TASK. Summarize the newsletter on uphill versus downhill parenting in two sentences.

PASSAGE TO READ.
□ □ □
Family Friday: Uphill vs Downhill Parenting

Published about 1 month ago • 3 min read


Family Friday Newsletter - 2 min read

by: Finley Robinson


A Single Sentence from a Season Ahead

Twenty years ago, as a young father, I copied down these 6 Power Phrases that every kid needs to hear from their parent.


Downhill vs Uphill

Somewhere around the time that each of my kids turned 5 or so, my wife and I blocked off a few hours on a sunny weekend and attempted to teach our kids how to ride a bike.

We went to a part of the Razorback Greenway near our house and I ran alongside them while they tried to learn how to balance without training wheels.

When those same kids were around the age of 14-15, I attempted to teach each of them how to drive a manual transmission car. We found an open parking lot and I walked them through the process of letting off the clutch and easing onto the gas on my Honda.

I was successful in teaching them how to ride a bicycle 🚴
I was unsuccessful in teaching them how to drive a stick shift 🚗

When you teach kids how to ride a bike or drive a manual transmission (not that your kids will ever experience that!) it helps so much to point the wheels slightly downhill. Gravity and momentum are your friends.
□ □ □
SUPPLIED MATERIAL.

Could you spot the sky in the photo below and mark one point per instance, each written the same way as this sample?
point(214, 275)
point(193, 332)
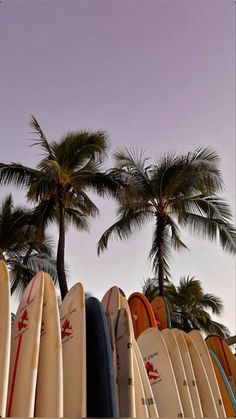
□ □ □
WRITTEN ANSWER. The author recalls succeeding in teaching each child to ride a bike around age five, then failing to teach them to drive a manual transmission car around age 14 or 15. For either skill, the author notes, it helps to point the wheels slightly downhill so that gravity and momentum work in your favor.